Instruction — Copy each of the entries below word for word, keeping every line unchanged.

[Records from a collection]
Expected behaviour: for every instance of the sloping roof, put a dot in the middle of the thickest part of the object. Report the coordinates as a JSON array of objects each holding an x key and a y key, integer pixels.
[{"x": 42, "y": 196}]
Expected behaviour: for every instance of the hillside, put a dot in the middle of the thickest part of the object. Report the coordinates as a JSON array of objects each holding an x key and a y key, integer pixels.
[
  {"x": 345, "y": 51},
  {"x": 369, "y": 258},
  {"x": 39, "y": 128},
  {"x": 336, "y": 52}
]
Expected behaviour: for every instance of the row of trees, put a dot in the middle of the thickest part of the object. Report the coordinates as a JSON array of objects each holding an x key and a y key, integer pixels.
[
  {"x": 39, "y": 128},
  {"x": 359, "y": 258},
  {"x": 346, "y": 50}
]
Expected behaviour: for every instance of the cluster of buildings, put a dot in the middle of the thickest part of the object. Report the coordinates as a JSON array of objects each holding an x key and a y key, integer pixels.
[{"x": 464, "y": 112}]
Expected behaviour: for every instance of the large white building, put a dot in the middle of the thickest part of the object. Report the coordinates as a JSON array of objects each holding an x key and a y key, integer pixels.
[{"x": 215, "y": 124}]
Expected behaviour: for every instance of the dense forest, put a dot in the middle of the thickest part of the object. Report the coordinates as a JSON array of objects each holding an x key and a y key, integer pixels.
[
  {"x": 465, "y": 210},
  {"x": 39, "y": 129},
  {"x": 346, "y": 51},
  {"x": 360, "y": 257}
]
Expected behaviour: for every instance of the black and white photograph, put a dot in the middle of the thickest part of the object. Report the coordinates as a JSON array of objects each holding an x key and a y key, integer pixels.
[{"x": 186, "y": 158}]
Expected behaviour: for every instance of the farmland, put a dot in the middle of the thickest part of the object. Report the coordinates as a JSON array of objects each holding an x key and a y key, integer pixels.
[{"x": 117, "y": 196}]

Right answer —
Expected behaviour: for every instance of the sloping roof, put a dot in the middle of the thickest part of the object. Report the coordinates as a JSON array of objects each holding an x key and a y key, integer pixels.
[{"x": 42, "y": 196}]
Expected behaviour: for every instance of the hillside, put a dot in the middle of the thickest part of the object. Report the coordinates as a JSON array of objects each holding an x key and a y key, integer pixels.
[
  {"x": 345, "y": 51},
  {"x": 369, "y": 258},
  {"x": 39, "y": 128},
  {"x": 336, "y": 52}
]
Expected behaviour: for every instance of the row of trees, put a dot in the middle of the thickest part of the object. Report the coordinates as a JSON array of objects each holding an x key and a y key, integer pixels.
[
  {"x": 39, "y": 128},
  {"x": 359, "y": 258},
  {"x": 346, "y": 50}
]
Expected behaviour: for every instance of the cluster of buildings, put a dot in the middle of the thickest part of the object. Report the coordinates as a JSON array of objects each holding an x key and a y key, integer pixels.
[{"x": 464, "y": 112}]
Expected behaviour: for every instance of the large white building, put a dot in the middle of the thickest part of the object. Report the coordinates as a JSON array of objects each holding an x key and a y key, integer pixels.
[{"x": 215, "y": 124}]
Expected behaviour: for every instance of the dense forest, put a dot in the middle of the thickest part of the object. Report the coordinates as a JSON array of objects each holding an x key and a y key, integer pixels.
[
  {"x": 465, "y": 210},
  {"x": 39, "y": 129},
  {"x": 346, "y": 51},
  {"x": 360, "y": 257}
]
Expected behaviour: for every instance of the black and white photograph, put a dot in the middle of the thickest part of the object. Report the coordinates as a JSON array of objects each holding an x key and a y key, integer pixels.
[{"x": 186, "y": 158}]
Expected behaviour: for every instance of the farmland, put a dot in the middle of the thickest part of the object. Report the coordinates as a JSON array of objects each holding an x key and a y key, integer pixels.
[{"x": 117, "y": 196}]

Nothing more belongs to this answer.